## BEGIN Records supplied

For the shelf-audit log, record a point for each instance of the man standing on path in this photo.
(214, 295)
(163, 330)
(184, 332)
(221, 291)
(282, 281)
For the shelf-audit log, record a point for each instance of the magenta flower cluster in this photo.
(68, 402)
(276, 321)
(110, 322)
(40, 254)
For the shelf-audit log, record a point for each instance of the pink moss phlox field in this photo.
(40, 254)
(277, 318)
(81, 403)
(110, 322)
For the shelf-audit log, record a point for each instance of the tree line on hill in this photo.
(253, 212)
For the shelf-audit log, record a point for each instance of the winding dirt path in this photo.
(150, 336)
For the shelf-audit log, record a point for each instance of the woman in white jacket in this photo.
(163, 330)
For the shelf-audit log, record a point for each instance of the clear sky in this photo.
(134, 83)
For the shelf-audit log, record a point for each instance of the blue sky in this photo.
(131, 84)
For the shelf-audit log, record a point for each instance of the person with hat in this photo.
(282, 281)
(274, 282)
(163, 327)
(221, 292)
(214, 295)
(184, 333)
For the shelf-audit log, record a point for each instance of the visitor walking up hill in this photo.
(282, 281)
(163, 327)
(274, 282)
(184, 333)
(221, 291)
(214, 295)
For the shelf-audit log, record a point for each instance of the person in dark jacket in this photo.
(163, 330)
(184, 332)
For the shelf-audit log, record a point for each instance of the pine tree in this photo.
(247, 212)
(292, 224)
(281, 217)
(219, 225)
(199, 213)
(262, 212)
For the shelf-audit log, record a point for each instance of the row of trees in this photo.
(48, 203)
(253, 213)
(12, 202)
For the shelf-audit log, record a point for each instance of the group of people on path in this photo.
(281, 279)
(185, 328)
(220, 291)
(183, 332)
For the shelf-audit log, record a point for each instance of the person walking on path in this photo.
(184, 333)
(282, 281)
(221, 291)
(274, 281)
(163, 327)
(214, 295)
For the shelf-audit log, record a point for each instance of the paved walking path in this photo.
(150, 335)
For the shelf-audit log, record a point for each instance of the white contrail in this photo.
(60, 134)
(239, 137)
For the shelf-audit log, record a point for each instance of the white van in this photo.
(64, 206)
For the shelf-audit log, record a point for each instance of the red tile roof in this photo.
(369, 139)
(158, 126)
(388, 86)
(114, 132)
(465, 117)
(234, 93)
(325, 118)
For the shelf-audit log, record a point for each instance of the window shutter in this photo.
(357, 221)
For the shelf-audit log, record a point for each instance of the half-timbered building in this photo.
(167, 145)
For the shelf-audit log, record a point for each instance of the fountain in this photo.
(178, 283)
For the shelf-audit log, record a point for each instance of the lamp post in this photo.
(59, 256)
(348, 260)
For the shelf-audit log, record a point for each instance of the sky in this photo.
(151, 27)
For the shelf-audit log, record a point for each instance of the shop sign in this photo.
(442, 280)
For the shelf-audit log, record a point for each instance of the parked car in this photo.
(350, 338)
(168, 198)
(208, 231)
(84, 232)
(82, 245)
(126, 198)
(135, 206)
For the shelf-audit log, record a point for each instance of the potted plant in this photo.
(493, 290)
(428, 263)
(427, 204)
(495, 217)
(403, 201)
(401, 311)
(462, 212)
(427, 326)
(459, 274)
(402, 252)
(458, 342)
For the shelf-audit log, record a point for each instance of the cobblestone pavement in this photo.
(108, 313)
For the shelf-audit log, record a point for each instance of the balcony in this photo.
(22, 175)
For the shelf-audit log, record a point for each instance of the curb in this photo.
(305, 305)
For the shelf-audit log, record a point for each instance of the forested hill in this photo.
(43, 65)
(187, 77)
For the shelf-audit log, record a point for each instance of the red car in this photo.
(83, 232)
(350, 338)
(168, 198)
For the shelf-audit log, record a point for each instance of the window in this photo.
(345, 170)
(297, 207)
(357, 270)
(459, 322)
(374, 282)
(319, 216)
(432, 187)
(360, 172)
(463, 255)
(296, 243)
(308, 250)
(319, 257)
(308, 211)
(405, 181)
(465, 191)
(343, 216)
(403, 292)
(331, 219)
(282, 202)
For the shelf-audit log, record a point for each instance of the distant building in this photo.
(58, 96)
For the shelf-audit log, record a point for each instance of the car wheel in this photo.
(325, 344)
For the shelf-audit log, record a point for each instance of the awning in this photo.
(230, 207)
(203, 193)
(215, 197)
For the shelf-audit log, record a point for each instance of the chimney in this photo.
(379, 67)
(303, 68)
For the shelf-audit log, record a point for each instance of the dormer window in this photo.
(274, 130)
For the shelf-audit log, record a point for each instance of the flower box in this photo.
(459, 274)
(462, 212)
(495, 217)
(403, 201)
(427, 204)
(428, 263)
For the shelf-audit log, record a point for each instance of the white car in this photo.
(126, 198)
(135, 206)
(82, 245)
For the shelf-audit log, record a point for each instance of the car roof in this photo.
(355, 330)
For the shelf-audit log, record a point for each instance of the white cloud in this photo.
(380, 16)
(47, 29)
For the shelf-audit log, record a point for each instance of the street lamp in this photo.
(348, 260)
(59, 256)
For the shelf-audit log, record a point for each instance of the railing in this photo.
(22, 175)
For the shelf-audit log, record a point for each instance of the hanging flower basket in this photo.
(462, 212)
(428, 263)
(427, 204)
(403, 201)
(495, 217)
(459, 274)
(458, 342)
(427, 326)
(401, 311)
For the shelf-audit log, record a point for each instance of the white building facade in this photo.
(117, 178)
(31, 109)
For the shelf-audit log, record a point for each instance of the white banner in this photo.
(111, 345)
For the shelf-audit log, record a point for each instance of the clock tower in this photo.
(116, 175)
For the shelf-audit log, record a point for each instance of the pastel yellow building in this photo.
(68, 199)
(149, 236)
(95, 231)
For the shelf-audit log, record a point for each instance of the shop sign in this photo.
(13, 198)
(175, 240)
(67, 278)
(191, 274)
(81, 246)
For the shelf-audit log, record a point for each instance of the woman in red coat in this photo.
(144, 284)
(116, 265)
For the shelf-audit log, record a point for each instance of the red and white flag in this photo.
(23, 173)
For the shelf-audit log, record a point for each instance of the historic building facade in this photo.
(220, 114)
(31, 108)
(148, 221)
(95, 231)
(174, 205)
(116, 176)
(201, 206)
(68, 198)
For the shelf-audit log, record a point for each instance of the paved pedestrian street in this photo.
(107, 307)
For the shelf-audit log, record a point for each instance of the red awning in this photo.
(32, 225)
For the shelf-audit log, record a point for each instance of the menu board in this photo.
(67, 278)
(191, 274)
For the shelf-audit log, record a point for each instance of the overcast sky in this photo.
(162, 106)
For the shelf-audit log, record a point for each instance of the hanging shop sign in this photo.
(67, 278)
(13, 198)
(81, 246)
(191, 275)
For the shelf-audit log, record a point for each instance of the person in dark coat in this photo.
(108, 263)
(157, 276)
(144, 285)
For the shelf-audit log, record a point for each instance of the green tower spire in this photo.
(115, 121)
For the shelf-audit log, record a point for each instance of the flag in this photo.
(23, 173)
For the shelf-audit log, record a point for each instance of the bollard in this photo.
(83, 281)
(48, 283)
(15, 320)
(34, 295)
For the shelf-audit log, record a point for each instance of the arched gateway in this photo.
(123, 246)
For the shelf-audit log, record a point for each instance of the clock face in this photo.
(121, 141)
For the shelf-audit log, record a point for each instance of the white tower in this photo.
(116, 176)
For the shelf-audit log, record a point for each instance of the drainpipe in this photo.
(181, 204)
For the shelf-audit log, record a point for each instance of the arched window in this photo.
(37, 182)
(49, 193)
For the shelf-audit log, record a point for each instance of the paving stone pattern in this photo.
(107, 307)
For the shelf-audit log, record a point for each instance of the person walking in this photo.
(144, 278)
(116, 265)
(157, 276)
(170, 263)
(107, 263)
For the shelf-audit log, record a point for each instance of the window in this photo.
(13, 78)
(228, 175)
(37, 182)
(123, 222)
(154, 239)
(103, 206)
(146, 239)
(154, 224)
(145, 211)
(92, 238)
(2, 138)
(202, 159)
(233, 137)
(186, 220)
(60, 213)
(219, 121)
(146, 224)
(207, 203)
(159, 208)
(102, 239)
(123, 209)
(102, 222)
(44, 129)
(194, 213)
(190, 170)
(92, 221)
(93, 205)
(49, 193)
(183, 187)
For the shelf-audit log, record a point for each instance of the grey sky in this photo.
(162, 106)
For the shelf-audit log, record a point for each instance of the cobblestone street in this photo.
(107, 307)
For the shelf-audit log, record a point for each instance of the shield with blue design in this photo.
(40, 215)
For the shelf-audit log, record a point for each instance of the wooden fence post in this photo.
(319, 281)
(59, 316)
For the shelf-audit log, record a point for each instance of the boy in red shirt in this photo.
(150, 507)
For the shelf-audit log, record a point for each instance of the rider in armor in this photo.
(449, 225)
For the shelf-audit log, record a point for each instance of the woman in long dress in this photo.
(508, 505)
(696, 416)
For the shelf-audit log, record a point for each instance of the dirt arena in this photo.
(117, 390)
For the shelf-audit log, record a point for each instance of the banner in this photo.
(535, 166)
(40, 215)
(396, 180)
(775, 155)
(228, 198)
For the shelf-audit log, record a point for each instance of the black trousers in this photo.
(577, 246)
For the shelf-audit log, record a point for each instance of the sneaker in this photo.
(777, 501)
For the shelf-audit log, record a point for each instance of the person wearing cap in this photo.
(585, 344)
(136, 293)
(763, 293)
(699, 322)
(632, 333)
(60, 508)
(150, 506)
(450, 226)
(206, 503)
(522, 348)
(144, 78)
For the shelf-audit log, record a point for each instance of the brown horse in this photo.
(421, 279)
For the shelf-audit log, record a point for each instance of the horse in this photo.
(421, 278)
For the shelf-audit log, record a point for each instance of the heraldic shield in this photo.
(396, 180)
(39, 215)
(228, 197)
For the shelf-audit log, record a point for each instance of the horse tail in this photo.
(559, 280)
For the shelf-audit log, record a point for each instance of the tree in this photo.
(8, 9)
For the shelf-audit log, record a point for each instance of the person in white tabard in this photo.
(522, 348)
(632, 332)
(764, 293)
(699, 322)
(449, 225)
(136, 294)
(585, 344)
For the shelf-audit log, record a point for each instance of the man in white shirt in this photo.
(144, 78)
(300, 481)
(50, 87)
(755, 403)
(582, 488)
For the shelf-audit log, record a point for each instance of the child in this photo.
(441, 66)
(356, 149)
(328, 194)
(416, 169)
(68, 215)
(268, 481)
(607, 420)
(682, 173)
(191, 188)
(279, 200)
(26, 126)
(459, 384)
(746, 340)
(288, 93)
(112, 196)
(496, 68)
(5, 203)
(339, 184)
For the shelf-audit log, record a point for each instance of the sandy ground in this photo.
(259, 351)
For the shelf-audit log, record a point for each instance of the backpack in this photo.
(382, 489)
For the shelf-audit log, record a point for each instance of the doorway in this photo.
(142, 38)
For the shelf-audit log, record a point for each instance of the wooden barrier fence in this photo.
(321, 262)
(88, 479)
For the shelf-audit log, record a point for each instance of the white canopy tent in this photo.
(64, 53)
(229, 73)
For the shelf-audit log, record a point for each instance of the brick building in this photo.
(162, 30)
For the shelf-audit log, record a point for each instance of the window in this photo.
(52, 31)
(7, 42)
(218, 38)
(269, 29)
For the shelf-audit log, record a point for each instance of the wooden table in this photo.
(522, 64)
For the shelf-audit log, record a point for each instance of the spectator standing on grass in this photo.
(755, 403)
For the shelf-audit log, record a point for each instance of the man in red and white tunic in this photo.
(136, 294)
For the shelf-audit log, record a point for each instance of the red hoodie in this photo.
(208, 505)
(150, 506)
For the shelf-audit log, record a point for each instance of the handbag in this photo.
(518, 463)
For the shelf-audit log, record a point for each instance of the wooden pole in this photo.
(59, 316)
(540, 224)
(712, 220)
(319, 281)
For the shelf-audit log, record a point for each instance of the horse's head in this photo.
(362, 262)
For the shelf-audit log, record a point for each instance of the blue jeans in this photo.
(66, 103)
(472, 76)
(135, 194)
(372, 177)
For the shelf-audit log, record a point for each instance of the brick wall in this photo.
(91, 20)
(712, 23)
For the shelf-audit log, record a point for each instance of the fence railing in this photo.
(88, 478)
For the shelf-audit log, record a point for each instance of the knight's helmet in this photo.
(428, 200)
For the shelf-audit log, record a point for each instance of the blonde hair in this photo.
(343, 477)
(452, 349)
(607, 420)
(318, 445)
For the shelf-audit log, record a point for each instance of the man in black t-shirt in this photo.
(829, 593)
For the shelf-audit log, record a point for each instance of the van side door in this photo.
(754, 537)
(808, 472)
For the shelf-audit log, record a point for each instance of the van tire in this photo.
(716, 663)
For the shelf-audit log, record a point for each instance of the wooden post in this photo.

## END Records supplied

__Instruction__.
Set out exactly the run of lines that begins at the line holding "fence railing in this photo." and ends at the last line of the data.

__Complete output__.
For the shelf-audit log, record a point for each instance of the fence railing in this photo.
(88, 478)
For the shelf-audit log, record a point for each instance of the knight's helmet in this photo.
(428, 200)
For the shelf-audit log, record a point for each instance of the blonde hair in this photo.
(343, 477)
(452, 349)
(607, 420)
(318, 445)
For the shelf-audit log, record a point for each instance of the man in black t-shirt in this photo.
(829, 593)
For the shelf-audit log, record a point for each instance of the van side door in this photo.
(754, 537)
(808, 472)
For the shelf-audit log, record a point for each instance of the van tire in this photo.
(716, 663)
For the shelf-audit log, record a point for each instance of the wooden post in this photo.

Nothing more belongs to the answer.